Objective:
Update the stretch from the start of the records through the line containing "[(73, 962)]" by replacing "Drop a marker" with "Place a dot" and changing nothing else. Leave the pictures out of your answer.

Task material:
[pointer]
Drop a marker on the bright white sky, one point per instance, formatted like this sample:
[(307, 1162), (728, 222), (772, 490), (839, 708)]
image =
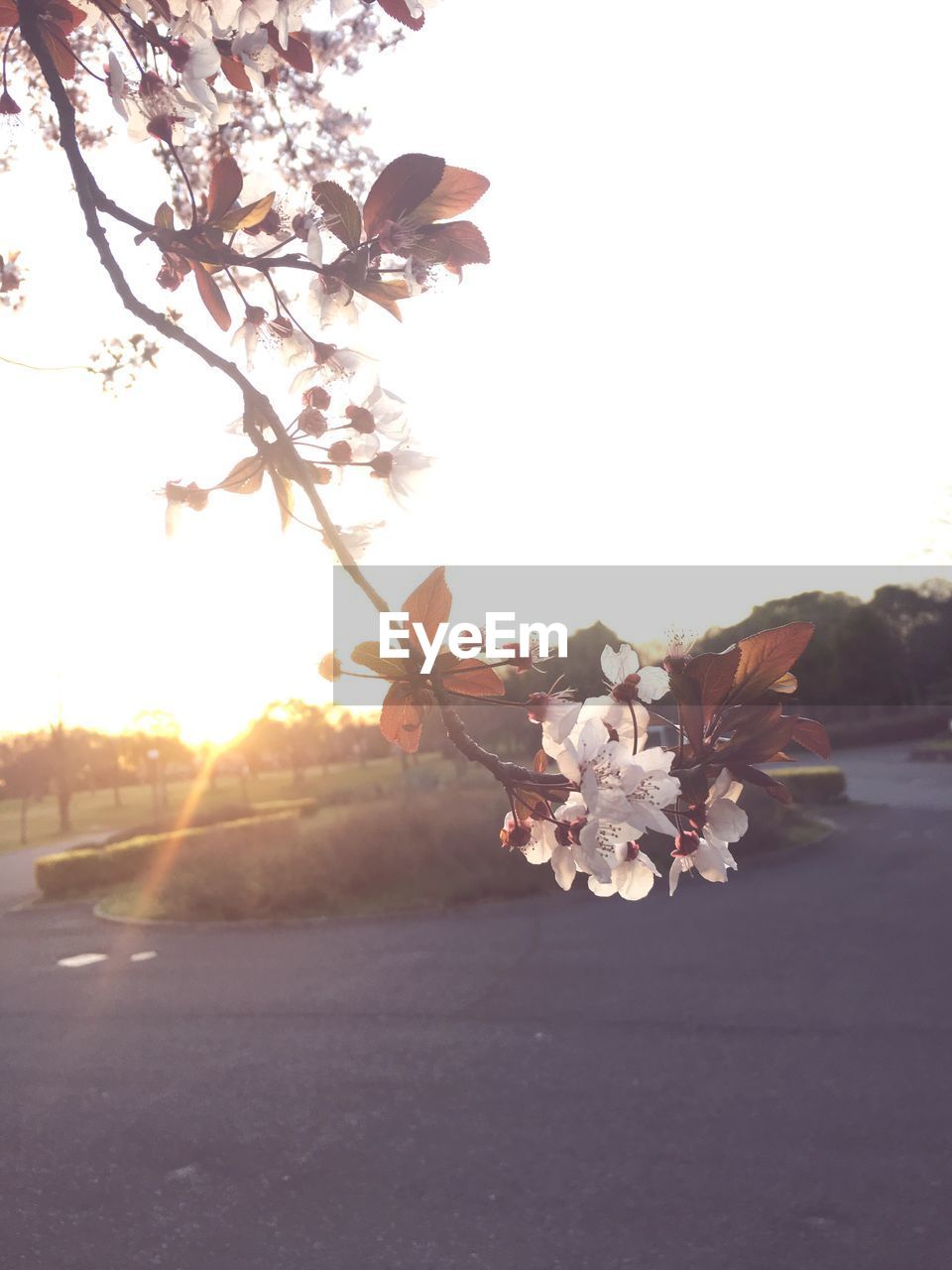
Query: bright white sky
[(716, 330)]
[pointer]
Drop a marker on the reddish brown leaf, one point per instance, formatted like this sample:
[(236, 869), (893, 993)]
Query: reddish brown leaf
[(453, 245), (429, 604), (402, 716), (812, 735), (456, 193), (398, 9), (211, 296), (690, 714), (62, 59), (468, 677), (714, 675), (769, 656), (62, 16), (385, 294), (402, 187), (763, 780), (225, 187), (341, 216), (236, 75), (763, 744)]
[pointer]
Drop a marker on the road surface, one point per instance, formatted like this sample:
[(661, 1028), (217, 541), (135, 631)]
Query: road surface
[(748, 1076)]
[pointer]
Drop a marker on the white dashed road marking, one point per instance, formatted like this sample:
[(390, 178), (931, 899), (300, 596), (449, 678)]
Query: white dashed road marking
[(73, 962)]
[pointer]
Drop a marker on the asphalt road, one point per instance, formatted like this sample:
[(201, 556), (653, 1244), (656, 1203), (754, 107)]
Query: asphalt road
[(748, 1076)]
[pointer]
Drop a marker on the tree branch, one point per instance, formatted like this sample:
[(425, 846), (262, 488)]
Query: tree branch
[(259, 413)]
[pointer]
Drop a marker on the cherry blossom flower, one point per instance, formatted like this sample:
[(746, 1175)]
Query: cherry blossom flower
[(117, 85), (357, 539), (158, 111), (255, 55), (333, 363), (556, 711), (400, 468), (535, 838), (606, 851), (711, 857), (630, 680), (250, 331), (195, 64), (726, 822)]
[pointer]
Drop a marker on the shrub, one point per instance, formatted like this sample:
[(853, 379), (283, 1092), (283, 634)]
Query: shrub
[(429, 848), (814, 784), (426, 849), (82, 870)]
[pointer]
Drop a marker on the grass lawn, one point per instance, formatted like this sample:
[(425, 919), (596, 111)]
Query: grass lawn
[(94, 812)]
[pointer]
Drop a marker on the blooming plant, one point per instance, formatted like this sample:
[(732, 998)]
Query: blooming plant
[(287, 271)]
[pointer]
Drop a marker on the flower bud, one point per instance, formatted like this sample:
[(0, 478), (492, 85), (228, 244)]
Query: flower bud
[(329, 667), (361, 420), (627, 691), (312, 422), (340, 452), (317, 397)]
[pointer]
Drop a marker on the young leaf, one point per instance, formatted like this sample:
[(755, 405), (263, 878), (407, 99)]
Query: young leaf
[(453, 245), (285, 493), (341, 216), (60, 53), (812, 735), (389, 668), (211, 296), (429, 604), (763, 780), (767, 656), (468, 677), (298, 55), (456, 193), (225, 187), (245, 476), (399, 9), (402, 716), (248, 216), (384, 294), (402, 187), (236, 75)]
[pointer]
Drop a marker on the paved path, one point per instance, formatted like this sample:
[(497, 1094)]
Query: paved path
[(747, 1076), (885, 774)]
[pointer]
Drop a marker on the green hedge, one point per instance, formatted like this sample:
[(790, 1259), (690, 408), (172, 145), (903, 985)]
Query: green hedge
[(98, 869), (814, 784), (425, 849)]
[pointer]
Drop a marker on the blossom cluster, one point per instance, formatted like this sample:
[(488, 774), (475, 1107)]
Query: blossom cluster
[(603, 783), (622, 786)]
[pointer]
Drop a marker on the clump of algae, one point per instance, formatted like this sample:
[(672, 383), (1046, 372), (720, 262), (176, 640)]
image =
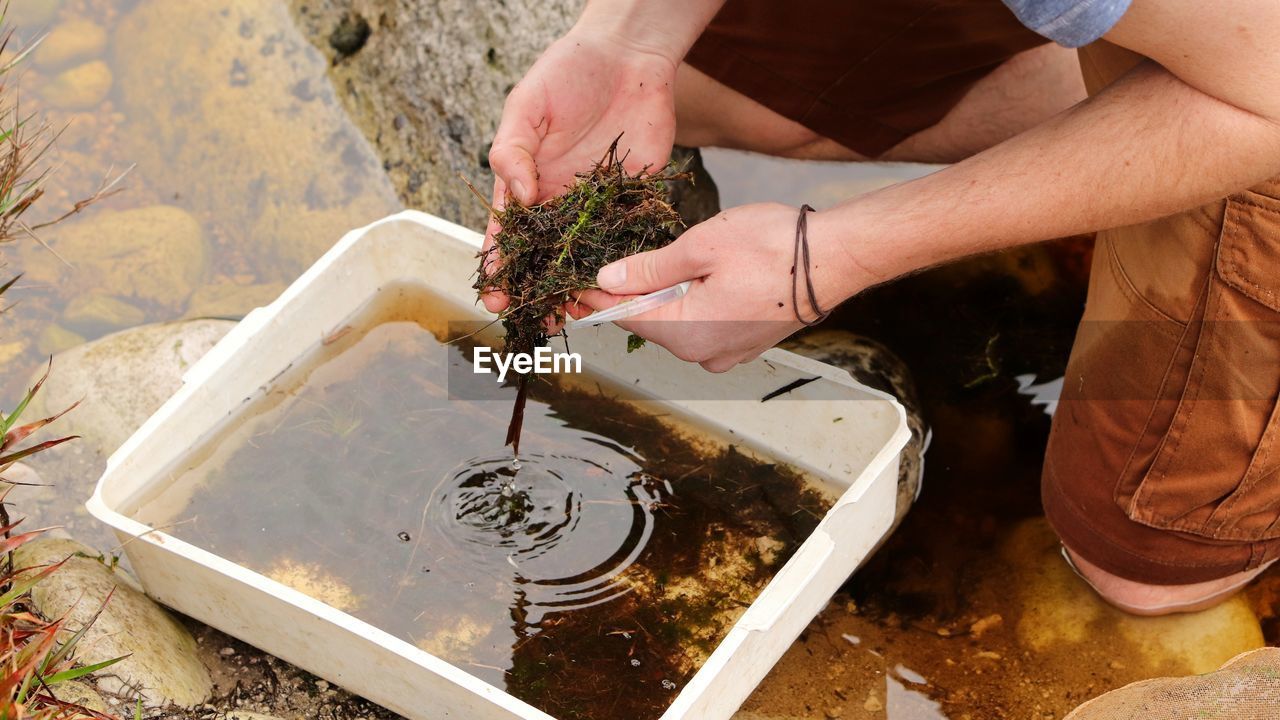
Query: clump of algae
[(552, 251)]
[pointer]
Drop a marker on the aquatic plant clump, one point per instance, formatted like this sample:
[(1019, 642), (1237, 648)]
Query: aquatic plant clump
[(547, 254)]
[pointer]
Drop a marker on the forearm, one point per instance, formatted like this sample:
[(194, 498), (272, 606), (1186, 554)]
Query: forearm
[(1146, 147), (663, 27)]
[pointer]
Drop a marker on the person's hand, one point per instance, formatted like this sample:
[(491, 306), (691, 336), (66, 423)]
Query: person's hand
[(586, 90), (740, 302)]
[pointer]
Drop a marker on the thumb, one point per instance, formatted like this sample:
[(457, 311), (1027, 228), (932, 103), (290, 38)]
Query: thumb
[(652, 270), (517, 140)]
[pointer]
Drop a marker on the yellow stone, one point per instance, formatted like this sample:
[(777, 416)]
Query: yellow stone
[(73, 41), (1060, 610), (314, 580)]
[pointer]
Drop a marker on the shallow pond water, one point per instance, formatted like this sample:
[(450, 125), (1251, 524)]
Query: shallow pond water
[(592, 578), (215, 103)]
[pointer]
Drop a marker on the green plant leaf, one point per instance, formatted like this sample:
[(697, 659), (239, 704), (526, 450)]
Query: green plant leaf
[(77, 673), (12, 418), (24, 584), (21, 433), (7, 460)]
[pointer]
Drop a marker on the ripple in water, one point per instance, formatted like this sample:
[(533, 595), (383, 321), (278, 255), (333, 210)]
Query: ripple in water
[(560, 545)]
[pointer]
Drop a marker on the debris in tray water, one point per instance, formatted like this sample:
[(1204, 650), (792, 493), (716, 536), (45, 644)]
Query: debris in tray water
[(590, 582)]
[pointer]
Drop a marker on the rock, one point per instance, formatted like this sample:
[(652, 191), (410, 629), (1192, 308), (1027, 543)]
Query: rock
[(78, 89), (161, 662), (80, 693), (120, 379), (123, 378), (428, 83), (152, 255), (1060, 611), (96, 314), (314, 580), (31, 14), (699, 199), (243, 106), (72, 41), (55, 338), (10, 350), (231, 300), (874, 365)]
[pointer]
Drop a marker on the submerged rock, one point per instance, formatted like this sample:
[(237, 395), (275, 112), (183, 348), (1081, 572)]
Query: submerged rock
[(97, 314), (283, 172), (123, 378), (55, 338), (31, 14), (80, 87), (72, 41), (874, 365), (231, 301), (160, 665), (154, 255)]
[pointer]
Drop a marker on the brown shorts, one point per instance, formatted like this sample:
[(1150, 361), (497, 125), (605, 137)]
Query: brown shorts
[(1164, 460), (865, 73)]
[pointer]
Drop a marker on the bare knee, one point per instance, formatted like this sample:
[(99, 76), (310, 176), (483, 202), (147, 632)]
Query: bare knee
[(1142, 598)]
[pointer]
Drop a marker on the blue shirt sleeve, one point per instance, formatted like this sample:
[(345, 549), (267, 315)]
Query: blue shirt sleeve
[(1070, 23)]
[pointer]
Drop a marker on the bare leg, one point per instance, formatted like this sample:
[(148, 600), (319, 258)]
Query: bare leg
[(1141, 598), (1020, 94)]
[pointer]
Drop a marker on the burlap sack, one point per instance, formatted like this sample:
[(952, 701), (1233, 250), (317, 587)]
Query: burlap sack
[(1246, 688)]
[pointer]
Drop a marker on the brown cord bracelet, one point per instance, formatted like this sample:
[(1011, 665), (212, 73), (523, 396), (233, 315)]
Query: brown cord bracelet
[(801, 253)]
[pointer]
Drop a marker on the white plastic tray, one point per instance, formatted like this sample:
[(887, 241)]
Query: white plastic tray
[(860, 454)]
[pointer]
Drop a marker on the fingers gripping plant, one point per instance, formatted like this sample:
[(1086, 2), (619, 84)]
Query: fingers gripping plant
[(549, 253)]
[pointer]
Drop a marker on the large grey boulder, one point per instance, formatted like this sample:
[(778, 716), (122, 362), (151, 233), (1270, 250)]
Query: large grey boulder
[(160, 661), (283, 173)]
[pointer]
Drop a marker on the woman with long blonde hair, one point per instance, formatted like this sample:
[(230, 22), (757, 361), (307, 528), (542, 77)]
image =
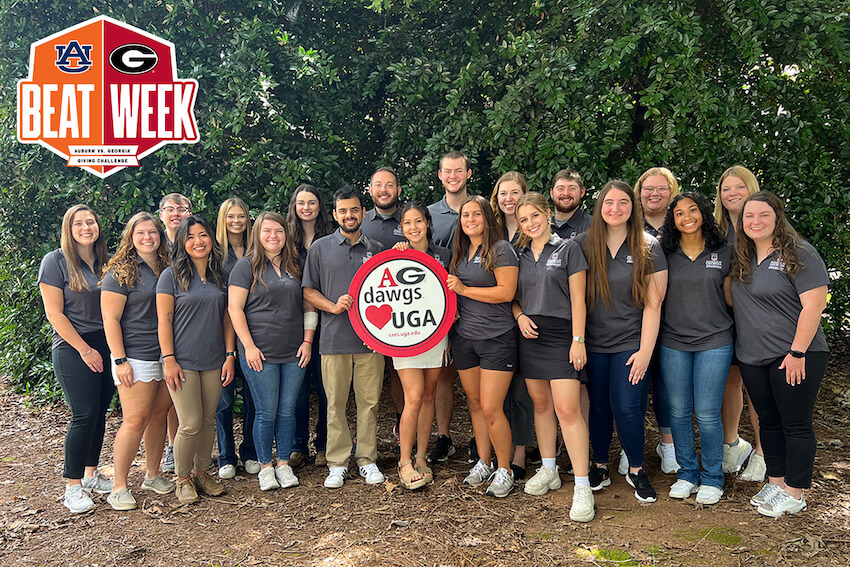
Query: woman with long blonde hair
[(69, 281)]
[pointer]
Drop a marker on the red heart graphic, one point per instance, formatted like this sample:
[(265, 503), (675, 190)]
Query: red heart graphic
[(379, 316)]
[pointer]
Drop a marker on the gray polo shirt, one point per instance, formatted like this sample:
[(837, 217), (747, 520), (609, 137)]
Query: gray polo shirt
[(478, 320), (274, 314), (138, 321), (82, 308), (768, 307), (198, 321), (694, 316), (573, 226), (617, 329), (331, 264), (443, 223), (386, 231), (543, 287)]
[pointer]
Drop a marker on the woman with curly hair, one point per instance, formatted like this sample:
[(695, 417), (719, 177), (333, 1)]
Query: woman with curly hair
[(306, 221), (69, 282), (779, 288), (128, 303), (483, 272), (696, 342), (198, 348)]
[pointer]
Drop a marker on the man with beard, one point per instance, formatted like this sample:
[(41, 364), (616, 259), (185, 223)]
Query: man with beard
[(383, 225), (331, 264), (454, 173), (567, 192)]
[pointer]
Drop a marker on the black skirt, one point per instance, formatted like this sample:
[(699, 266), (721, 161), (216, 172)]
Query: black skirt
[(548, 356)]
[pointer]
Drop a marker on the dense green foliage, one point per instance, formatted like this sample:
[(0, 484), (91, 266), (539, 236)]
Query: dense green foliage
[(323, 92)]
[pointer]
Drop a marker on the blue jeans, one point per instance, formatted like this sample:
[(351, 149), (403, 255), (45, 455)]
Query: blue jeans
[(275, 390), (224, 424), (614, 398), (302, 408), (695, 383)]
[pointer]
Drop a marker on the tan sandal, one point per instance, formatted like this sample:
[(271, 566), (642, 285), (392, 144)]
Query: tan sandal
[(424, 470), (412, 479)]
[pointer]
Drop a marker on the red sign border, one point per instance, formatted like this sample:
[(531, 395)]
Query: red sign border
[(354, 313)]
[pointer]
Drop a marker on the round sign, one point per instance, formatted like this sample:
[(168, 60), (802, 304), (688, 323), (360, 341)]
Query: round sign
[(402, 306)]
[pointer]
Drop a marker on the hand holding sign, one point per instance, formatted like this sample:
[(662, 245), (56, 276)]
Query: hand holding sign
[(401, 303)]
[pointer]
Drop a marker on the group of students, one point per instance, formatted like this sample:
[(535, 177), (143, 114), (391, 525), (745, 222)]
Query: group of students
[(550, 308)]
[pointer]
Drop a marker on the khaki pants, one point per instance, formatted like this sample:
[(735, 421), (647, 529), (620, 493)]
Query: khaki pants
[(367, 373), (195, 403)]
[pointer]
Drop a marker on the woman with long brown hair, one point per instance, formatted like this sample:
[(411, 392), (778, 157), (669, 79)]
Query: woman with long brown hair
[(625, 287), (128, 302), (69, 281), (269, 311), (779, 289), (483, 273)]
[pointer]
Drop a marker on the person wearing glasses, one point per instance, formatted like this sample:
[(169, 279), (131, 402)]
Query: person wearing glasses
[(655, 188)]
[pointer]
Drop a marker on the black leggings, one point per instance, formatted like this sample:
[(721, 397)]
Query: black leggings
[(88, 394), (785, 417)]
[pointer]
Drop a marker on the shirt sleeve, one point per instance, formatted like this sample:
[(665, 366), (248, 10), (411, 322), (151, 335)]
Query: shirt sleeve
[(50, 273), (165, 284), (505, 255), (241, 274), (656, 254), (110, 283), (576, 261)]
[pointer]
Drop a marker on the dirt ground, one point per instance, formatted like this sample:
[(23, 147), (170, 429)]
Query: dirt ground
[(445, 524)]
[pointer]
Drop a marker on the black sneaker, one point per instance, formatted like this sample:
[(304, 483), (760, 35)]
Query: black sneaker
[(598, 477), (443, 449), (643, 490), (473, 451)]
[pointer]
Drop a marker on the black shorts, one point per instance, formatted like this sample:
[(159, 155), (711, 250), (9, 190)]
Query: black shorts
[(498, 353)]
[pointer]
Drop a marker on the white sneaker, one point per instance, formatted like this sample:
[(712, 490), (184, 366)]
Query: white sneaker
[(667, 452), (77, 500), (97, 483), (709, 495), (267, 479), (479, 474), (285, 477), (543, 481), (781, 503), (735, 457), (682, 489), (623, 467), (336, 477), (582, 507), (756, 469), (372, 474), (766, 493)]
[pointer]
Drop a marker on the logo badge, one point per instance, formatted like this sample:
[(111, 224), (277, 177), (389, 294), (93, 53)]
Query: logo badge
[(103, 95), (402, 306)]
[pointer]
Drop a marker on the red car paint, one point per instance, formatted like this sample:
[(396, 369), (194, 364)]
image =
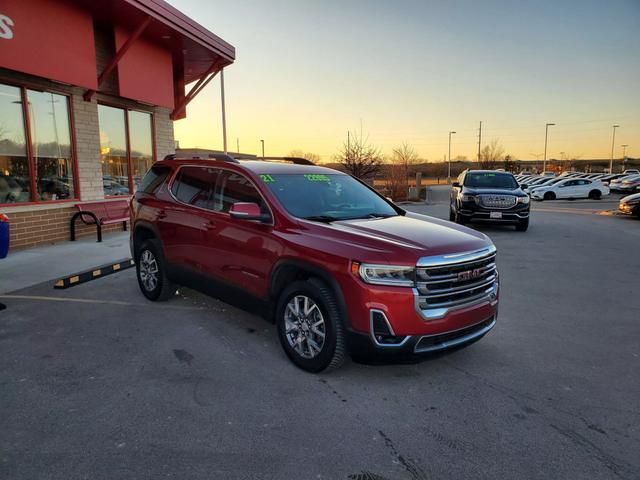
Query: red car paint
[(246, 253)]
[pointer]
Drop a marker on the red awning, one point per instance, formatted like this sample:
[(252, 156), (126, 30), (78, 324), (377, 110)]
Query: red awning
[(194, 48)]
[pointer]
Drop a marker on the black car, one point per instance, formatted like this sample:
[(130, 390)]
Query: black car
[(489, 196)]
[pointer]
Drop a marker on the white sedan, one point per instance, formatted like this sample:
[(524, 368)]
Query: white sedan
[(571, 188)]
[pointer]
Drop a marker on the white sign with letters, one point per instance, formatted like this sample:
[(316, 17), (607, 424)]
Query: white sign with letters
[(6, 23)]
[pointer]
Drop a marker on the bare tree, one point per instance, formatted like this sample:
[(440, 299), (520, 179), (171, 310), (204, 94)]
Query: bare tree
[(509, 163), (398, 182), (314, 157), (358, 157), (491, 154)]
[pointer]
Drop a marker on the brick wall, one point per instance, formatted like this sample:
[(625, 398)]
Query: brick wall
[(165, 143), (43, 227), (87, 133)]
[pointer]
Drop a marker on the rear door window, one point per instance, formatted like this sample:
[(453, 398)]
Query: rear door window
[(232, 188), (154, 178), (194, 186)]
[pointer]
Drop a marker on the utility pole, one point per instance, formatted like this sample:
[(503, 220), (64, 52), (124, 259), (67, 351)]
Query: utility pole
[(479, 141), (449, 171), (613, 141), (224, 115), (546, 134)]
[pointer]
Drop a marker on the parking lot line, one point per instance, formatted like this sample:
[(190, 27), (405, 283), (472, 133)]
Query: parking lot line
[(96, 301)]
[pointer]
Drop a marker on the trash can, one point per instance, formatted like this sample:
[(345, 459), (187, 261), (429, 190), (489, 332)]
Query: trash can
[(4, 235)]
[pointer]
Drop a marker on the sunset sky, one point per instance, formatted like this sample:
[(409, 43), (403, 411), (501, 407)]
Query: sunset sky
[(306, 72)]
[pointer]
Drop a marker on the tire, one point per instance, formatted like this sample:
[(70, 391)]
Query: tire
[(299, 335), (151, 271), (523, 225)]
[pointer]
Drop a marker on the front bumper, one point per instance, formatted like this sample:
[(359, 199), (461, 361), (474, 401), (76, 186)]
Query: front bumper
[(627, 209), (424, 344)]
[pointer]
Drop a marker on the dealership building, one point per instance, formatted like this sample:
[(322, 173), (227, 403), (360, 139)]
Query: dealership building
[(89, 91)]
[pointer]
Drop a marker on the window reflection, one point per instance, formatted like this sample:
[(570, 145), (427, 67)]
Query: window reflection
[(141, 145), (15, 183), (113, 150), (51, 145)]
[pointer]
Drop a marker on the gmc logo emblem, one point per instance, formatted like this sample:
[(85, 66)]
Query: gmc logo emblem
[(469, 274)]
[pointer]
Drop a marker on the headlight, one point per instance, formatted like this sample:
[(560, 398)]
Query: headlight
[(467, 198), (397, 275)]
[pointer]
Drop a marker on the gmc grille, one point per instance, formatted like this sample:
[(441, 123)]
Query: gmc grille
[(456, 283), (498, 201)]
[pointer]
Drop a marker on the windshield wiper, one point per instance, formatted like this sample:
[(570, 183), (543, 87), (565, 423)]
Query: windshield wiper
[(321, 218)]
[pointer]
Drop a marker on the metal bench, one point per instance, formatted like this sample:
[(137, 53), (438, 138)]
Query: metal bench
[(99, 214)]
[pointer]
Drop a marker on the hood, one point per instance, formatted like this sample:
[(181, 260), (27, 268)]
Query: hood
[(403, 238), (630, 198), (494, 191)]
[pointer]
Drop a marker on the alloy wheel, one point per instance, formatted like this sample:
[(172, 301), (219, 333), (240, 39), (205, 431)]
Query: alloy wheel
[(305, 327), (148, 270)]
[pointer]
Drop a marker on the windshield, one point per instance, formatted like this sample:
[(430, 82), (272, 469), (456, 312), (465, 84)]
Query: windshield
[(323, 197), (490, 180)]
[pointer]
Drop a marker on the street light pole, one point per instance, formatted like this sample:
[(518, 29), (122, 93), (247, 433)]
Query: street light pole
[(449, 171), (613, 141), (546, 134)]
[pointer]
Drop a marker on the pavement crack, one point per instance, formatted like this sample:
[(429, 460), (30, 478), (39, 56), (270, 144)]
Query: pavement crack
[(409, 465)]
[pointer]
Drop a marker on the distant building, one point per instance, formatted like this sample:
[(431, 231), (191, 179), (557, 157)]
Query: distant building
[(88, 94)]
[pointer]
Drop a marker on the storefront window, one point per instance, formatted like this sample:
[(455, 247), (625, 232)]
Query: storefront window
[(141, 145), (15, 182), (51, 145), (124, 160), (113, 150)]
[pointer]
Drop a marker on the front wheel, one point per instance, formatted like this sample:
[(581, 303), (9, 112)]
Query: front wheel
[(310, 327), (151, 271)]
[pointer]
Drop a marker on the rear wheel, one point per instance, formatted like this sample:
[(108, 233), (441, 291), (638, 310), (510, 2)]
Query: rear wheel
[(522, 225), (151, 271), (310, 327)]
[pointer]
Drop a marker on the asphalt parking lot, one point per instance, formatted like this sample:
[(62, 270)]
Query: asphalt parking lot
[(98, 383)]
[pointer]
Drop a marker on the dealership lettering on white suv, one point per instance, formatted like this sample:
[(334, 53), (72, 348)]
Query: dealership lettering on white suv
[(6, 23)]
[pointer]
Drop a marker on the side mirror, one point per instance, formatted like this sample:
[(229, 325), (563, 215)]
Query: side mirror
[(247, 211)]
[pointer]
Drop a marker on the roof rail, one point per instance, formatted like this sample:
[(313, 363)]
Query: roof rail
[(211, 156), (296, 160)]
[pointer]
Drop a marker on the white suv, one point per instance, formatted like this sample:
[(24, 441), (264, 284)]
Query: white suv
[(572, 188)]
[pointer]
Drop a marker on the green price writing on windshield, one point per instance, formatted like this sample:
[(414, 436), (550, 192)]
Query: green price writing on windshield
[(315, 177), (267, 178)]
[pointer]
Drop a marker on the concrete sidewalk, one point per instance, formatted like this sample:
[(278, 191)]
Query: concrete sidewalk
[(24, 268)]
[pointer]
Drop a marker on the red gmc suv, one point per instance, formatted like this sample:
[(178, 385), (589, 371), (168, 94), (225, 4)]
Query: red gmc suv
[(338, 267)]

Answer to the task:
[pointer]
Place a dot on the bright white sky, one point per instance, formatted like this sample:
[(307, 1162), (728, 222), (772, 490), (839, 708)]
image =
Query: bright white sky
[(716, 330)]
[pointer]
Place a dot on the reddish brown leaf, one point per instance, formatted like this sample:
[(236, 869), (893, 993)]
Query: reddish brown leaf
[(453, 245), (429, 604), (402, 716), (812, 735), (456, 193), (398, 9), (211, 296), (690, 714), (62, 59), (468, 677), (714, 675), (769, 656), (62, 16), (385, 294), (402, 187), (763, 780), (225, 187), (341, 216), (236, 75), (763, 744)]
[pointer]
Place a dot on the road surface, one point per instance, formatted like this sample:
[(661, 1028), (217, 541), (135, 631)]
Query: road surface
[(748, 1076)]
[pointer]
Place a dot on the white dashed road marking, one point per instance, formatted like this sample:
[(390, 178), (931, 899), (300, 596), (449, 678)]
Query: white dashed road marking
[(73, 962)]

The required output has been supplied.